## Begin

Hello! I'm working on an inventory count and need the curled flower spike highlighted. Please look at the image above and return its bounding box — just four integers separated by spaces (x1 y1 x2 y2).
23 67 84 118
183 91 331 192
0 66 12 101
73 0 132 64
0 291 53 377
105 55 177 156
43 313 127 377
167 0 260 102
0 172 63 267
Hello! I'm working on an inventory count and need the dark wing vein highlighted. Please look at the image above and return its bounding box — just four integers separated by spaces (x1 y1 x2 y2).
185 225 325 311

## End

> EXERCISE PROMPT
Rewrite the listing with every occurrence of "inventory count" changed to "stock audit", leaving everything else unchanged.

> OUTPUT OF THE TASK
Hello! I'm working on an stock audit and need the curled flower spike highlighted. Please look at the image above and return its bounding box — just four integers separated by spaces (x1 y1 x2 y2).
23 67 84 118
183 91 331 192
0 66 12 101
73 0 132 64
0 291 53 377
105 55 177 156
43 313 127 377
167 0 260 102
0 172 63 267
Hello! I'm working on an stock audit and need the dark wing vein highlighted. Please look at the image above and return its bounding box — just four integers separated by spaces (x1 y1 x2 y2).
185 225 325 311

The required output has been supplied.